**What to produce**
Lines before the one containing "Wildlife-tally request: put a marker on the window grille" are to be left out; that line and all after it, through the end of the material below, are to be written out exactly.

#### Supplied entries ####

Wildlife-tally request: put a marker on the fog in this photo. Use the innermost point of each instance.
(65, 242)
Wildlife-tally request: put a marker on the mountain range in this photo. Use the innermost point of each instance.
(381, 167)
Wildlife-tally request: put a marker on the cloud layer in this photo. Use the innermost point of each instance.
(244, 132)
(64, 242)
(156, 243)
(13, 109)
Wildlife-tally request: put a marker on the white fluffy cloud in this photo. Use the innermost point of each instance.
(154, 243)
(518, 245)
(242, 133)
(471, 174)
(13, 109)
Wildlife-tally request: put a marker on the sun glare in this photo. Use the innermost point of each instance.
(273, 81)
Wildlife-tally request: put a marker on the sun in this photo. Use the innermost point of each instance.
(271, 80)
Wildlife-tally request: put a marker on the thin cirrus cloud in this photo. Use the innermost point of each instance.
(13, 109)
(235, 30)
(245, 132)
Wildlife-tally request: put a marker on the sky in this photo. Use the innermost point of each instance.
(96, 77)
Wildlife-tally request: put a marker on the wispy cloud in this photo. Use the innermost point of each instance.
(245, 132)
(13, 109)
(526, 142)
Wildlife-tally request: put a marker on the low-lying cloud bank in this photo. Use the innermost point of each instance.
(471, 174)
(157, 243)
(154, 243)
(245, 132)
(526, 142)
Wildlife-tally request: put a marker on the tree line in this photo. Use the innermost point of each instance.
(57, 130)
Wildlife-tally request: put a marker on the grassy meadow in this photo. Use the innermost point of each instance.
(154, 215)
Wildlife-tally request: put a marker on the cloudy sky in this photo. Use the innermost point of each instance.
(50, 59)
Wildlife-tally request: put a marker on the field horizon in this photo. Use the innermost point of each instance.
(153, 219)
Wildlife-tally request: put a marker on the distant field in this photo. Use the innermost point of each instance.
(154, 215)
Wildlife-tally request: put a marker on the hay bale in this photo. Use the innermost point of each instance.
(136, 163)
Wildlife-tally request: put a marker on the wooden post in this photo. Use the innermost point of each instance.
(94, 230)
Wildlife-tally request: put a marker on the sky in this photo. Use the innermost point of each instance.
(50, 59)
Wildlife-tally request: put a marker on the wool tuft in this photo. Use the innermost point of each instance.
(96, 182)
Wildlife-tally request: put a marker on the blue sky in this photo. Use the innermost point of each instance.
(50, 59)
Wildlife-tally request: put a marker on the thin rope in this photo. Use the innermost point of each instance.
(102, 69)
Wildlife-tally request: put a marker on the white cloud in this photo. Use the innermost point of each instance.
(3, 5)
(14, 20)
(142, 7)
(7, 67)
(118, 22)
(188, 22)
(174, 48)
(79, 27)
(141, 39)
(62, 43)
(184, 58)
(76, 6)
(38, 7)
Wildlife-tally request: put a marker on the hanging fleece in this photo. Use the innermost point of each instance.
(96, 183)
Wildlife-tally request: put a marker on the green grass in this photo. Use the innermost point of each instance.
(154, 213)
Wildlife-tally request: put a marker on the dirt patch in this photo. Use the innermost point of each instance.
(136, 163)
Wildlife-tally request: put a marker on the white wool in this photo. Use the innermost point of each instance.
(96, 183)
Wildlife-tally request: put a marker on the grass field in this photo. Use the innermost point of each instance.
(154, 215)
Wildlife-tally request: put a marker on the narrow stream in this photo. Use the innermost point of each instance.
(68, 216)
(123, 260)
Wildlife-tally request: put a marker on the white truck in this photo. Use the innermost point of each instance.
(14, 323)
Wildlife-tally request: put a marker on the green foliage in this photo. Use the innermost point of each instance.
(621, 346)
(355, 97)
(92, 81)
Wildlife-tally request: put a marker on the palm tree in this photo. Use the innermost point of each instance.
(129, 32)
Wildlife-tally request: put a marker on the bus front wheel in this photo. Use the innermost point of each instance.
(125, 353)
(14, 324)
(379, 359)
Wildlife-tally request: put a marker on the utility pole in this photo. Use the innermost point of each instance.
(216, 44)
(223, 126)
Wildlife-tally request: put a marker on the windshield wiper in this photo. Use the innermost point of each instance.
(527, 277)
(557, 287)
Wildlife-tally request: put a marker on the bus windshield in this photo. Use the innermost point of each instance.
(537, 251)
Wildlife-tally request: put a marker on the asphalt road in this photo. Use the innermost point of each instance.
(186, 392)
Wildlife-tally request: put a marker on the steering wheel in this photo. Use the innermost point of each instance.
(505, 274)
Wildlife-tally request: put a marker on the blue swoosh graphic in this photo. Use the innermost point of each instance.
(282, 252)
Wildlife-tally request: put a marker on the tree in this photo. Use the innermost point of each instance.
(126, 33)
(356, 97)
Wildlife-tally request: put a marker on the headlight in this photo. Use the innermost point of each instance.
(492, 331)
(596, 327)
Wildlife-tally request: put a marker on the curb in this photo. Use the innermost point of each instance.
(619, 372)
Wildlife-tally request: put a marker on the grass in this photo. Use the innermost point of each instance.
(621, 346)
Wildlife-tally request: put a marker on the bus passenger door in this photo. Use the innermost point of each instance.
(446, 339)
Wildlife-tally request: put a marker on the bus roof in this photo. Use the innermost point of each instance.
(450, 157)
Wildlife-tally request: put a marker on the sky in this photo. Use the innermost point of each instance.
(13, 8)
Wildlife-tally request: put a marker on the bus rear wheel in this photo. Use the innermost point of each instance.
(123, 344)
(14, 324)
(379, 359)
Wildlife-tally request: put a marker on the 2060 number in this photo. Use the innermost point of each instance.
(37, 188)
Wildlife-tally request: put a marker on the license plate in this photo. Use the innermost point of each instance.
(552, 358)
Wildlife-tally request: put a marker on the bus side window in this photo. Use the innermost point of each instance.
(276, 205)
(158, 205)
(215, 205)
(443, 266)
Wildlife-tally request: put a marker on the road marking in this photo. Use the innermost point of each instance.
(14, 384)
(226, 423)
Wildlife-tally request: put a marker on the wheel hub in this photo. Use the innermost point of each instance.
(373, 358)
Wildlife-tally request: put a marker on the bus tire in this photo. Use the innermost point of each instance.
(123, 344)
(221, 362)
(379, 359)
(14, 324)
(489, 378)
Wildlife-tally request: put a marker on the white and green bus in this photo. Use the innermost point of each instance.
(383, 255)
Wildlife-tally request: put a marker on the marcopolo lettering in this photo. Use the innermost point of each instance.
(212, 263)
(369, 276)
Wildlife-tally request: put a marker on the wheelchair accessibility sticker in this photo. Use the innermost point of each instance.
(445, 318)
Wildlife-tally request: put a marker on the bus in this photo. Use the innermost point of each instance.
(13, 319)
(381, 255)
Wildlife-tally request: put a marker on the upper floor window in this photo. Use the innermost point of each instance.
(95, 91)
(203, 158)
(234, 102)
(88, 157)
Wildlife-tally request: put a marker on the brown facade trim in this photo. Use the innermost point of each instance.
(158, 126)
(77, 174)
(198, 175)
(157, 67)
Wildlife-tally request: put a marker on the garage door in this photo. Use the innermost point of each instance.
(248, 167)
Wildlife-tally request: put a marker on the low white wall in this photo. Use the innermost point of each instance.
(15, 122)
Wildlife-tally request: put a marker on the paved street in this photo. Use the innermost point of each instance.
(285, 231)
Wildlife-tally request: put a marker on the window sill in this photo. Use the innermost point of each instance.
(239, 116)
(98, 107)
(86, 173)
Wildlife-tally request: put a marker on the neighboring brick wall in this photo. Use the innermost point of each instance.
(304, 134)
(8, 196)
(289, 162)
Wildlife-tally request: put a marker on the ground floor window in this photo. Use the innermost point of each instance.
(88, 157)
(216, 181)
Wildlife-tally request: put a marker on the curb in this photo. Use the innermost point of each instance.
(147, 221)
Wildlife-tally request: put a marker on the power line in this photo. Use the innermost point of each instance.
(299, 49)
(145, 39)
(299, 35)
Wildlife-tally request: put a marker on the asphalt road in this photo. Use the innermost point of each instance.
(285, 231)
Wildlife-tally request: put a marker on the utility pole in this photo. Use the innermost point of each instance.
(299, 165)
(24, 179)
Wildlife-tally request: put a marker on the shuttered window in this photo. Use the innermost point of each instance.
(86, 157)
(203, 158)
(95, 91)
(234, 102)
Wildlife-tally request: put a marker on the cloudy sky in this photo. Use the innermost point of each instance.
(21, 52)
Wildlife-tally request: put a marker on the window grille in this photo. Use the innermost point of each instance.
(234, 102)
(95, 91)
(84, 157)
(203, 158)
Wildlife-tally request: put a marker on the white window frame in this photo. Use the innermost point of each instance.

####

**Solution to this task**
Wildlife-tally request: put a marker on the window grille in this photo. Use the innermost point of each instance.
(234, 102)
(95, 91)
(84, 157)
(203, 158)
Wildlife-tally request: put a marker on the white window frame in this photo. Use the innermost point of each instance.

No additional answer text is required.